Stored data entries:
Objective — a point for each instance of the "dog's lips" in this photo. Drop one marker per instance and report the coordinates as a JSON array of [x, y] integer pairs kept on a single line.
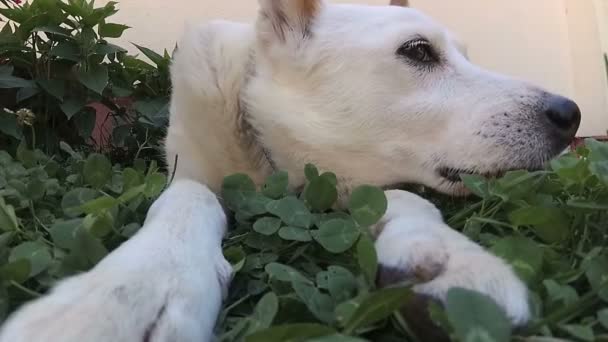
[[453, 174]]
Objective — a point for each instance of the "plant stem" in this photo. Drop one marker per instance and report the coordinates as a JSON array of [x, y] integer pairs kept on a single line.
[[587, 301], [25, 289]]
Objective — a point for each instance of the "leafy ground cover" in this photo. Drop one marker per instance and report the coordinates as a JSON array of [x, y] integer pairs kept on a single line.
[[304, 270]]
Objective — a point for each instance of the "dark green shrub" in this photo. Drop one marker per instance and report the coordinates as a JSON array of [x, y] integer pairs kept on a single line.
[[56, 61]]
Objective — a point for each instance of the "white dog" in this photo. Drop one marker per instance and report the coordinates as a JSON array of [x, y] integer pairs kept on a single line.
[[379, 95]]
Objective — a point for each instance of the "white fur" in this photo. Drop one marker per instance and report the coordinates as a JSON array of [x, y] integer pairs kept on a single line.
[[166, 282], [325, 87]]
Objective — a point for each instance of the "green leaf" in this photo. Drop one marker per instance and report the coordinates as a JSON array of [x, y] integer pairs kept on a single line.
[[295, 234], [85, 122], [71, 106], [153, 56], [476, 317], [56, 88], [67, 50], [95, 78], [563, 294], [236, 257], [8, 219], [299, 332], [580, 332], [155, 112], [35, 189], [336, 236], [36, 253], [155, 184], [18, 270], [377, 306], [107, 49], [321, 193], [9, 125], [276, 185], [236, 190], [97, 170], [63, 233], [311, 172], [58, 30], [367, 205], [99, 225], [596, 271], [524, 255], [26, 93], [74, 199], [602, 317], [367, 258], [339, 281], [8, 81], [264, 312], [337, 338], [478, 185], [111, 30], [550, 223], [87, 248], [292, 211], [267, 225], [320, 304], [284, 273]]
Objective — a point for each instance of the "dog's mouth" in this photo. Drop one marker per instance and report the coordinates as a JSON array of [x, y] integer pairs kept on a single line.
[[452, 174]]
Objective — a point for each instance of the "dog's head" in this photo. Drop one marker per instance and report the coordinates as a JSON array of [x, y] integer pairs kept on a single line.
[[386, 95]]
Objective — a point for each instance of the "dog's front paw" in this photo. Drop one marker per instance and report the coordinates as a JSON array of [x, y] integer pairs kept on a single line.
[[480, 271], [415, 245], [436, 265]]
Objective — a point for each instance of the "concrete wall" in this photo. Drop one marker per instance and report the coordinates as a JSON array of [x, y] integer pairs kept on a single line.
[[554, 43]]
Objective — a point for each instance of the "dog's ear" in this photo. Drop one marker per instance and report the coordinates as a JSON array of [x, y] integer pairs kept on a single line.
[[404, 3], [281, 19]]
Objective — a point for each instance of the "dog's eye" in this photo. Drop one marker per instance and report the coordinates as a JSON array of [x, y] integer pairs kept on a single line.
[[419, 51]]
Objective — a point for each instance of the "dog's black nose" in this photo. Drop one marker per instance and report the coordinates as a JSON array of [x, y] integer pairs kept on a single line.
[[564, 115]]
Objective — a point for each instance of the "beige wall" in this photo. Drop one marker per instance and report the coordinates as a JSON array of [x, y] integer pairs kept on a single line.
[[554, 43]]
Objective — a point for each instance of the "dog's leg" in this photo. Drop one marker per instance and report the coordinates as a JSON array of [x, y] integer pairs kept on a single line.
[[164, 284], [414, 243]]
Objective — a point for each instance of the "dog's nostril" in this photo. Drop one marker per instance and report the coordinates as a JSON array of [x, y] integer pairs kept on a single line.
[[564, 114]]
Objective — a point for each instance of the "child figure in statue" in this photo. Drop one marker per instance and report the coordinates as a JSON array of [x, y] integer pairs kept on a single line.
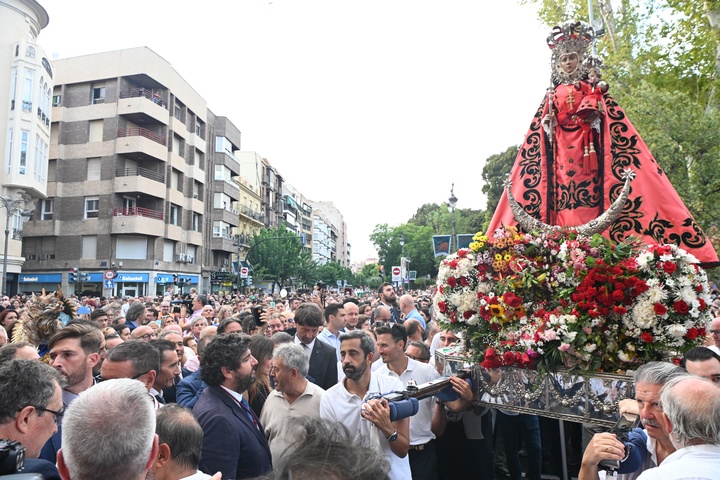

PROBLEM TO WORK ON. Each record above is to be returned unchanged, while any picture it holds stays out.

SOLUTION.
Objective — a point for each instance of the "dog's lips" in this photo. Drop one marker per instance and report the coordinates as a JSON array of [x, y] integer pairs kept on a single line.
[[453, 174]]
Objective — a point for each instance of the "plant stem" in this photo. Drop one marker per instance and report the coordinates as a JSON array of [x, y] integer pairs kept on a single line.
[[587, 301], [25, 289]]
Objective — a point for each instance of the "leafy ground cover" in this photo. Drop one marker per instance and report the coordinates as a JSON array of [x, y] integer pairs kept on a single line.
[[304, 270]]
Objective — a point for each instance of the "dark green shrub" in this photo. Drop one marker per instance and report the coordinates as a JSON array of [x, y] integer pairs kept on a single line.
[[56, 61]]
Objective — a point for each instance of the "white dog" in this photo. Drop one marker per instance and report the coordinates as a JSON array of [x, y] integer pairs kept on a single line.
[[379, 95]]
Objective — a point for each instance of the "white fur" in this photo. Drop one marker per instance and report the coordinates as a JSON array of [x, y] integer pairs kept on a single line.
[[166, 282], [325, 87]]
Objective — a point for each instance of the "green leaf" in this photo. Drop one marker per instance and report the coordinates as a JSON array of [x, y] integer pairs kept on a single line.
[[295, 234], [85, 122], [71, 106], [153, 56], [476, 317], [56, 88], [67, 50], [95, 78], [563, 294], [236, 257], [8, 219], [299, 332], [580, 332], [155, 112], [35, 189], [336, 236], [36, 253], [155, 184], [18, 270], [377, 306], [107, 49], [321, 193], [9, 125], [276, 185], [236, 190], [97, 170], [63, 233], [311, 172], [58, 30], [367, 205], [99, 225], [596, 271], [524, 255], [26, 93], [74, 199], [602, 317], [367, 258], [339, 281], [8, 81], [264, 312], [337, 338], [478, 185], [111, 30], [550, 223], [87, 248], [292, 211], [267, 225], [320, 304], [284, 273]]
Objective — a point for each instance of the "dog's mouth" in this photo. Drop one marker per instance and report the coordinates as a JSON array of [x, y] integer pairs kept on a single line.
[[452, 174]]
Objective — a point for each instance of the "dog's head" in this photo. Drop one marker per instance and report the coordinates as a JSON array of [x, y] integer pairs kept on a single line.
[[386, 95]]
Objective — a point for each instance of the "dog's front paw" in this photo. Drop one marker per instance and report the coordinates as a JSON array of [x, y] integer pairs kept on a single line.
[[480, 271], [415, 245], [436, 265]]
Objective — a point for each instance of the "concrete wall" in this photo. Drop one marker per instance and report the coordinates as a JSON array of [x, y] integer pairs kept on a single line.
[[554, 43]]
Objective — a point for each instance of the "dog's ear" in this photo. Drop one marker per instance and report the coordinates as a JSON array of [x, y] integer pairs kept on a single line.
[[404, 3], [281, 19]]
Objective — a point for each instance of the "dog's eye" in this photo. Drop one marker per instance and report the coordinates as a JSON array of [x, y] integer pairs kept on a single line.
[[419, 51]]
Objective — a point for each instance of the "dog's black nose" in this photo. Drop one marker per instance and report the coordinates as a JSON array of [x, y] integer pairs kept on a single line.
[[564, 115]]
Objective — a point for each instance of the "beige wall" in this photo. Drop one marker per instance and report the coordinates as a JSON array of [x, y] integer pairs kept on a single line.
[[554, 43]]
Objective — a point for each instance of the "dog's leg" in this photo. Drop one marker per instance and report the coordinates as a JSON array of [x, y] integer pairs kept on a single line.
[[164, 284], [414, 243]]
Objective — a point for each instance of the "dog's nostril" in this photo. Drop one marker per instance and report the coordinates as a JSON array of [x, y] integer pairs kept on a single line.
[[564, 114]]
Objective — a point for each instance of the "child figure in statue" in this photo. Drop one marker per instance and report the coordinates as a JSON array of [x, y] integer pairs kept on a single line.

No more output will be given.